- _Stored items_
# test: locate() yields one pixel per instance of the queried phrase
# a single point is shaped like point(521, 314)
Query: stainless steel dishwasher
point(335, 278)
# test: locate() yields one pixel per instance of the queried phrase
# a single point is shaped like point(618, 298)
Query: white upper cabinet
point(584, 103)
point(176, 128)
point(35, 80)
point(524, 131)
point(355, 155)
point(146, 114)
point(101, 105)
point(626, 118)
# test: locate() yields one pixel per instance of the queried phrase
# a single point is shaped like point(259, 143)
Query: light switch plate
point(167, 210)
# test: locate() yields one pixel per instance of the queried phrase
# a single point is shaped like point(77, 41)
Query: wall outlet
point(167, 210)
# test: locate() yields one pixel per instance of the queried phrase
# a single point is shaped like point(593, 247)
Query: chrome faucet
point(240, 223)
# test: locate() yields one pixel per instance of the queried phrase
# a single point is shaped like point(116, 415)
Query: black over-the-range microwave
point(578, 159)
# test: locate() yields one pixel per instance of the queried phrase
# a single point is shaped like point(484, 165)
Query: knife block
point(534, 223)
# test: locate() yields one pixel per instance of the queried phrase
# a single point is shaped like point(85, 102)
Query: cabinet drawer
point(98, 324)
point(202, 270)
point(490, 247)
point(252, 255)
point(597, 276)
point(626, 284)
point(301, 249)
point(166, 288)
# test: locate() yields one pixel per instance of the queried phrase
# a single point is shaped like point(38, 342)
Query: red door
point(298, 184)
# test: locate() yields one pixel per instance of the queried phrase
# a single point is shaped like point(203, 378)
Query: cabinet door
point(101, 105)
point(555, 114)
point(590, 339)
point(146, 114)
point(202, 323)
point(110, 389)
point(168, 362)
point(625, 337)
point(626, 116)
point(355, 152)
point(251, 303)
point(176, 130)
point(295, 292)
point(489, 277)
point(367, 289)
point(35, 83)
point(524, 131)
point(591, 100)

- _Direction_
Print the lines above without any change.

- _Solution for this task_
# test: locate() yields one pixel per instance of the queried phrase
# a single point is shaped like point(521, 314)
Query: stainless steel dishwasher
point(335, 278)
# test: locate() yields one pixel per instance of the queried phrase
# a single point is shaped like point(618, 298)
Query: white upper cabinet
point(584, 103)
point(176, 128)
point(35, 80)
point(524, 131)
point(355, 155)
point(146, 114)
point(101, 105)
point(626, 118)
# test: locate() yields one pixel per instance of the queried phrase
# a single point is shaped like point(259, 143)
Query: light switch plate
point(167, 210)
# test: locate() yields one pixel per instance of the queried phrase
# a single point is shaped like point(77, 41)
Query: wall outlet
point(167, 210)
# test: locate() yields one pixel per instance of the queried phrase
# a single point is shaped like point(593, 247)
Query: chrome faucet
point(240, 223)
# test: locate() yields one pixel per instance of the queried phrase
# a single point is shaped like point(116, 415)
Query: black over-the-range microwave
point(578, 159)
# test: locate() yields one pixel per instance of the queried phrase
# a single point is shaped like point(484, 165)
Query: knife block
point(534, 223)
# test: locate() yields one pixel per instance of the queried phrase
# a single point is shaped like point(85, 102)
Query: cabinet drawer
point(98, 324)
point(202, 270)
point(490, 247)
point(252, 255)
point(597, 276)
point(626, 284)
point(301, 249)
point(166, 288)
# test: locate() yields one pixel per instance of the queried phrase
# a single point is shaped like point(38, 342)
Query: red door
point(298, 184)
# test: locate() yields one pixel per instance of the queried phrase
# a single point is shaped like point(203, 378)
Query: cabinet door
point(101, 105)
point(555, 114)
point(590, 339)
point(146, 114)
point(202, 323)
point(110, 389)
point(168, 362)
point(625, 337)
point(626, 116)
point(355, 152)
point(251, 303)
point(176, 130)
point(295, 292)
point(489, 277)
point(367, 289)
point(35, 83)
point(524, 131)
point(591, 100)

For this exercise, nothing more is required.